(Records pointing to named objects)
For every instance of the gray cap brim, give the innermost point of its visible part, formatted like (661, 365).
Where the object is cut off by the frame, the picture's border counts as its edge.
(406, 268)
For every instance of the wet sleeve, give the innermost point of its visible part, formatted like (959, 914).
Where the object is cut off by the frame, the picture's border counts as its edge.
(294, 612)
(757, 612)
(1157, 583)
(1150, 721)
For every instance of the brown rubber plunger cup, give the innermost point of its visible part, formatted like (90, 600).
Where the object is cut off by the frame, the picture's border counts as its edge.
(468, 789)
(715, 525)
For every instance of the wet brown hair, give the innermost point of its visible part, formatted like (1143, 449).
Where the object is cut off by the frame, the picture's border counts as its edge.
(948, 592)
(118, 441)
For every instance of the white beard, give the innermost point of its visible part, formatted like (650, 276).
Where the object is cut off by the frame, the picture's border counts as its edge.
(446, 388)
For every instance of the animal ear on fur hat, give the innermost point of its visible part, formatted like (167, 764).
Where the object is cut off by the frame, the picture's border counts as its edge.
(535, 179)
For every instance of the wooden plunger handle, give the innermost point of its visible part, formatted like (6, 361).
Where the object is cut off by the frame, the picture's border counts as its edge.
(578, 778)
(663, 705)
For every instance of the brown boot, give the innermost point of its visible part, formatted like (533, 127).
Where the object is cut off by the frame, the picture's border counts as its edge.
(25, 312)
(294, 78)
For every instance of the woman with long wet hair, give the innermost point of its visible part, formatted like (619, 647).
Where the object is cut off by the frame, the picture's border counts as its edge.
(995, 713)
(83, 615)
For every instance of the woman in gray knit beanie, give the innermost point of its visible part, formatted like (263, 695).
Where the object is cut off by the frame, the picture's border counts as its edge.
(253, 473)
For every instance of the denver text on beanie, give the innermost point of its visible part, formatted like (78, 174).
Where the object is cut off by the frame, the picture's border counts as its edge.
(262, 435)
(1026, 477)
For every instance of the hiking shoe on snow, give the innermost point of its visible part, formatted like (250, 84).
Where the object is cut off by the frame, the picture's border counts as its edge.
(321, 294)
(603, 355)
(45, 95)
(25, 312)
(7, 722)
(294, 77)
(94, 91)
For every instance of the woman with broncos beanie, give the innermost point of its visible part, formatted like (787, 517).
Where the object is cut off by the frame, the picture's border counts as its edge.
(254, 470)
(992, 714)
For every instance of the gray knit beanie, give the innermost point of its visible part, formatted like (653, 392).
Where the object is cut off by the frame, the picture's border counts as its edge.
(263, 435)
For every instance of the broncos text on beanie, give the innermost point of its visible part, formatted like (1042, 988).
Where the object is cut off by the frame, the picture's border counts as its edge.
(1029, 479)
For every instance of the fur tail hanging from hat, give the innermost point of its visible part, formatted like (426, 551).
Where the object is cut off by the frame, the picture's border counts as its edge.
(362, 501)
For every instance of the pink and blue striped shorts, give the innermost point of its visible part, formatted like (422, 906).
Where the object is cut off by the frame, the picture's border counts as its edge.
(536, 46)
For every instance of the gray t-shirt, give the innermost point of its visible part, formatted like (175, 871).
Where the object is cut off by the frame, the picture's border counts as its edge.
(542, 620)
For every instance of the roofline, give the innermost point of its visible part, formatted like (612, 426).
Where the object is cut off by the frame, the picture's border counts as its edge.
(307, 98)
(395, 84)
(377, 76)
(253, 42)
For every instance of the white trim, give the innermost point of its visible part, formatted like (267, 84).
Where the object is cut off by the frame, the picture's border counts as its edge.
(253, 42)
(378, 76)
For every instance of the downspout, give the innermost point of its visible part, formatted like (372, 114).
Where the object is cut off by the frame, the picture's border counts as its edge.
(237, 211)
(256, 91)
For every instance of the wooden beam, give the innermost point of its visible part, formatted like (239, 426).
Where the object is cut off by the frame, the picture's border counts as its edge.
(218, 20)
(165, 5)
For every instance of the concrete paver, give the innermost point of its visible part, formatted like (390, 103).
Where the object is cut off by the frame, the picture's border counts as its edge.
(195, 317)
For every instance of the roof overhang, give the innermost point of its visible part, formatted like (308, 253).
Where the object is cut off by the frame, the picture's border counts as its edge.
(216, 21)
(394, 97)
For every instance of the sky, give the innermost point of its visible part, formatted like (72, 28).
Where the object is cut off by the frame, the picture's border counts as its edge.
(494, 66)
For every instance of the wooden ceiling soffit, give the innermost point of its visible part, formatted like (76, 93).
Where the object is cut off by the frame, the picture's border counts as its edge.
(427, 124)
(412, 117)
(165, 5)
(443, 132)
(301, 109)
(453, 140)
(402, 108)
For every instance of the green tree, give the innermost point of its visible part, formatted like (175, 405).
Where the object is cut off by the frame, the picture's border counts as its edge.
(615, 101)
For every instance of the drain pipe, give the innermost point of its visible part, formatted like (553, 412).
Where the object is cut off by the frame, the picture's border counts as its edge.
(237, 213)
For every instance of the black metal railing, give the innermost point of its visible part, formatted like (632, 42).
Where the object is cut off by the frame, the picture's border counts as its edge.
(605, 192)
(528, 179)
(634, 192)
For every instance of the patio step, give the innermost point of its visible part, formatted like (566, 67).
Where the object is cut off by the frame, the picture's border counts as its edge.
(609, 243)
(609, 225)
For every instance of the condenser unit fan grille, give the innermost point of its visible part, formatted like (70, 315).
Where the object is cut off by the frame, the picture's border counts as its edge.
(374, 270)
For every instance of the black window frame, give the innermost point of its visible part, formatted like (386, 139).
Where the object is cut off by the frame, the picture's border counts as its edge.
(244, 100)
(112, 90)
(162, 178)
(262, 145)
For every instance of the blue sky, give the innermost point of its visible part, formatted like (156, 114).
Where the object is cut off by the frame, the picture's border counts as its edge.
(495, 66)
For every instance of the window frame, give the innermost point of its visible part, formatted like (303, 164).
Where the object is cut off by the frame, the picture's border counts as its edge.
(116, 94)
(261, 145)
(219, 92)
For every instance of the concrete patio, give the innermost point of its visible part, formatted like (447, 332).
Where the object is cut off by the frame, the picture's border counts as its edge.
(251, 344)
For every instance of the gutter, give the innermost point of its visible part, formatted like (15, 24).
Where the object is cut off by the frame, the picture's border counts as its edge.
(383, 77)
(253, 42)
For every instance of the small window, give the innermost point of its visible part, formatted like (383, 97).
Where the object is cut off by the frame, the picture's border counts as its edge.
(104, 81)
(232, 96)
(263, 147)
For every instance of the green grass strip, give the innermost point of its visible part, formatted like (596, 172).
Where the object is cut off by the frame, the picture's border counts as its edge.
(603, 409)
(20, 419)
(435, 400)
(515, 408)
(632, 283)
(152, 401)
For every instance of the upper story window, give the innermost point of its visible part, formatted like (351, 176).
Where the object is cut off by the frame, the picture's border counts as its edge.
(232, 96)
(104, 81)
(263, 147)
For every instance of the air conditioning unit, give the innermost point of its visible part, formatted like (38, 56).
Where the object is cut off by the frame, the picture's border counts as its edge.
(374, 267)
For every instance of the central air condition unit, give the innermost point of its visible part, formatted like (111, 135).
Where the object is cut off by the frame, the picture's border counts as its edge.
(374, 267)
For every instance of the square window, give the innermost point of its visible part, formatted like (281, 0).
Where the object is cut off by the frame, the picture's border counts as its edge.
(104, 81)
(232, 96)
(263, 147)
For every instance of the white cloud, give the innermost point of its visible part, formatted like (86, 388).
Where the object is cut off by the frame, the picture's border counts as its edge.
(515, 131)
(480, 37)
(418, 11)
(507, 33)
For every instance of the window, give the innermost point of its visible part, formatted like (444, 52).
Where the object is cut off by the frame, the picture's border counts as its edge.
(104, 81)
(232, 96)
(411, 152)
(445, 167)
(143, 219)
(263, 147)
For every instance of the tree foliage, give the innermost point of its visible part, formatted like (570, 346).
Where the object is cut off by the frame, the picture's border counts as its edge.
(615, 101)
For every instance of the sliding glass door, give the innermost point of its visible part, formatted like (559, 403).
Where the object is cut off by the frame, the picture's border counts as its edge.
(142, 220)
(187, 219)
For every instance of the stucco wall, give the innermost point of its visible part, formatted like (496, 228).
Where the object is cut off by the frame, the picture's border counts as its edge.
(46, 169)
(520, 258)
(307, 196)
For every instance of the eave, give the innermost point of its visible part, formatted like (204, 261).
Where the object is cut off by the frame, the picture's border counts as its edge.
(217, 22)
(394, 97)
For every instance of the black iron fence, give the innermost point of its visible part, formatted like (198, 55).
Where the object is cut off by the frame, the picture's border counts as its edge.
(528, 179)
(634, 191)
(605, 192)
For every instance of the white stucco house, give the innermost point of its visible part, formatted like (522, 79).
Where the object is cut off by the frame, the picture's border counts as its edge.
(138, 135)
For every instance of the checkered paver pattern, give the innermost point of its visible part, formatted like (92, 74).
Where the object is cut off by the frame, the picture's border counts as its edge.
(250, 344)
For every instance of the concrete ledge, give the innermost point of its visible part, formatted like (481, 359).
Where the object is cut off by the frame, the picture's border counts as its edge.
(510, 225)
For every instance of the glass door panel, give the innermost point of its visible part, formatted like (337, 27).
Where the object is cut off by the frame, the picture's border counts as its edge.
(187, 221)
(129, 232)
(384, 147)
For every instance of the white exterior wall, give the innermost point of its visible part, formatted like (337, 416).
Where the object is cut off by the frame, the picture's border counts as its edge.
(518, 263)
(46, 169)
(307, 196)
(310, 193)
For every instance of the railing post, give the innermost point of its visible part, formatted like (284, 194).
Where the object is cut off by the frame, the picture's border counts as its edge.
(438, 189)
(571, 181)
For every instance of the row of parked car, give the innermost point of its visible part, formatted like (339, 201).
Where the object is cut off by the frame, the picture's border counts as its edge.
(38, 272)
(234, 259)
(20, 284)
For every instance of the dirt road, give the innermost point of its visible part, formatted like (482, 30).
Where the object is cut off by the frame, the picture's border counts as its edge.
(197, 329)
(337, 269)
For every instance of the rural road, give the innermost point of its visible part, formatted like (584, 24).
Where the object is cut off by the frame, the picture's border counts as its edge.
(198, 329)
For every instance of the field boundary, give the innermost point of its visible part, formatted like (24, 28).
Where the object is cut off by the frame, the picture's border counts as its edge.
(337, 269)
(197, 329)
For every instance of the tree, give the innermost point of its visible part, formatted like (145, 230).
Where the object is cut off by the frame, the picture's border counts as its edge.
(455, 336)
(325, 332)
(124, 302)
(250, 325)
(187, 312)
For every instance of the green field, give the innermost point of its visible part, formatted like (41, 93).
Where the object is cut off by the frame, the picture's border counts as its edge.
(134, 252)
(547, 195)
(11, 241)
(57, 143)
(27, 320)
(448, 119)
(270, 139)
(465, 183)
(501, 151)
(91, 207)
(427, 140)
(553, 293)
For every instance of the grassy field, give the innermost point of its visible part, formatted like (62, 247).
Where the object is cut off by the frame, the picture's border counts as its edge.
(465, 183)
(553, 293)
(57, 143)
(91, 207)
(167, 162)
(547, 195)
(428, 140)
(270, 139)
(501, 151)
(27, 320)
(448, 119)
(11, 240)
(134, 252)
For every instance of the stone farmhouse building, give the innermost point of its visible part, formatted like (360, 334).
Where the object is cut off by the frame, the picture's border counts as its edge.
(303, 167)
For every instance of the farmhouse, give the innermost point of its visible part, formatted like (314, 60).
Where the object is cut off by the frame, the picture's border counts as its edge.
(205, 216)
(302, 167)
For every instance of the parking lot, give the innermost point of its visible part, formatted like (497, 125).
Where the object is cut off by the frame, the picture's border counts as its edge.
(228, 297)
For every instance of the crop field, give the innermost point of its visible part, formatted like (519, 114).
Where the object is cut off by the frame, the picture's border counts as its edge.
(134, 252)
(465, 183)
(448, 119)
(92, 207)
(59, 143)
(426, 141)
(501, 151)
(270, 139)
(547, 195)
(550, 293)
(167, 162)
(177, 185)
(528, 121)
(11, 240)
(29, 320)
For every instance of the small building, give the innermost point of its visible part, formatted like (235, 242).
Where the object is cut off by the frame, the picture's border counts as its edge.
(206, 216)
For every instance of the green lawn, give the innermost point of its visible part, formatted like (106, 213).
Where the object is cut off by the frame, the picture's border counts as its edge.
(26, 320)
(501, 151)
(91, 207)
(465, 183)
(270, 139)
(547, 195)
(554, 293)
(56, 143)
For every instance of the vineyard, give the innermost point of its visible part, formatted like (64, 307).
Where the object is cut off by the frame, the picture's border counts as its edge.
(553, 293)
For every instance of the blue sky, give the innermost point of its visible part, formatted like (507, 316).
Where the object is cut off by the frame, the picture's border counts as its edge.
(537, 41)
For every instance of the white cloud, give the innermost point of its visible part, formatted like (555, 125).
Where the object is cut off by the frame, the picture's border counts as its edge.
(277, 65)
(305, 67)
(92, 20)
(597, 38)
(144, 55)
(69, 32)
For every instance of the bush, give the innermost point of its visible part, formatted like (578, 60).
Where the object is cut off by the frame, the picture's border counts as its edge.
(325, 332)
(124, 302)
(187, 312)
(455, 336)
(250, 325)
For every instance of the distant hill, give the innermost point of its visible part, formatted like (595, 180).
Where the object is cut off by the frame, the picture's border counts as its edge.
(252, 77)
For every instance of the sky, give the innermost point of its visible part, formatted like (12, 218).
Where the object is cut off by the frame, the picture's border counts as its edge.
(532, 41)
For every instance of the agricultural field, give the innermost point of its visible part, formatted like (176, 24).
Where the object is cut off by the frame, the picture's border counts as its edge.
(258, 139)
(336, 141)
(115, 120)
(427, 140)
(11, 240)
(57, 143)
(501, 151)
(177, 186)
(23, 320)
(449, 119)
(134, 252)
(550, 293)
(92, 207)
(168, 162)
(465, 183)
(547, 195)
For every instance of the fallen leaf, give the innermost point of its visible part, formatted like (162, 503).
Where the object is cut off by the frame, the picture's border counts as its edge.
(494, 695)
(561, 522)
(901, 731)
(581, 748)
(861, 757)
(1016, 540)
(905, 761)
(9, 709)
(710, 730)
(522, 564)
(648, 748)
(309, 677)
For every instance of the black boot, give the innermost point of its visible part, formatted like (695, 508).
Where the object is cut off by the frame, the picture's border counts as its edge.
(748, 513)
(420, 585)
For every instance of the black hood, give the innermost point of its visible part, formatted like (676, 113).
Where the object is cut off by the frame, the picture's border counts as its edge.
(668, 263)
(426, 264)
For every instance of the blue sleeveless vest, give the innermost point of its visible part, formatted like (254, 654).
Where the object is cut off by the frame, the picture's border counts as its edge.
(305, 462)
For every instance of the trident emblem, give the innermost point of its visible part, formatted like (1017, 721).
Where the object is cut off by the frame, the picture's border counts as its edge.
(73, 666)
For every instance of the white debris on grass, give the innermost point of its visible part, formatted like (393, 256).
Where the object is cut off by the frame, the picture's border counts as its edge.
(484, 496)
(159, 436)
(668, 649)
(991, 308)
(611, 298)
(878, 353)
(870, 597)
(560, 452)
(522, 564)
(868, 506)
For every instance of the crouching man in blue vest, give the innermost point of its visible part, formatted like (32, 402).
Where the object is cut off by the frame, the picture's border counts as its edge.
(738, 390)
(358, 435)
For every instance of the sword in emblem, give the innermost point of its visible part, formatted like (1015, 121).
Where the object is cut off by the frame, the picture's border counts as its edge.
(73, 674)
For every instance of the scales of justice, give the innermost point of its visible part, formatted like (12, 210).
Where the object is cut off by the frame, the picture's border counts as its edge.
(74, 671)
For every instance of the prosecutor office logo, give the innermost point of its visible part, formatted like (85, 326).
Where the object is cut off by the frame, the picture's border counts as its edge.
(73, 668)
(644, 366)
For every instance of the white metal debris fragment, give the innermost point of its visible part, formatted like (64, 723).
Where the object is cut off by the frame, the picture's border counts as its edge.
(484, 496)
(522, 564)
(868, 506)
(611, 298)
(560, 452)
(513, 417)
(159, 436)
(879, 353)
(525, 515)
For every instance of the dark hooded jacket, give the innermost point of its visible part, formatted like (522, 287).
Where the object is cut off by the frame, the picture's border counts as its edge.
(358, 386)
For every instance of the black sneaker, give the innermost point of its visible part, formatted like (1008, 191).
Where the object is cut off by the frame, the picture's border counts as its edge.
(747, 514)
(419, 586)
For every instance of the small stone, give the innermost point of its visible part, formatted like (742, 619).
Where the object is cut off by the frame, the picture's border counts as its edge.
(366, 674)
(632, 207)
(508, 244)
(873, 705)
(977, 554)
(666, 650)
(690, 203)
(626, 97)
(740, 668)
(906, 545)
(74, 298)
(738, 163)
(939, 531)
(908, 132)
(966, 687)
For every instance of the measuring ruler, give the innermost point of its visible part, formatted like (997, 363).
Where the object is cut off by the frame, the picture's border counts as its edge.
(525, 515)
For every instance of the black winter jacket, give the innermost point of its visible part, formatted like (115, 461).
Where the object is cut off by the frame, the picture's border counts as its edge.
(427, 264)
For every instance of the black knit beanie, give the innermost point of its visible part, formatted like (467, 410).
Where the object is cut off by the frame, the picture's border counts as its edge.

(WORK TO DO)
Render the lines of the material as a Markdown table with the columns "No." and "Text", starting at the line containing "For every instance of the black winter" and continuing through the end of the material. Number each row and leave out blank lines.

(CORRECT ANSWER)
| No. | Text |
|---|---|
| 1 | For every instance of the black winter jacket, give the innermost point of its visible part, formatted like (115, 461). |
| 2 | Where the object is cut off by the frame, the picture's border counts as its edge. |
| 3 | (427, 264) |
| 4 | For every instance of the black knit beanie, give the innermost point of its visible part, formatted like (467, 410). |
| 5 | Where the object is cut off by the frame, the picture's border counts as its edge. |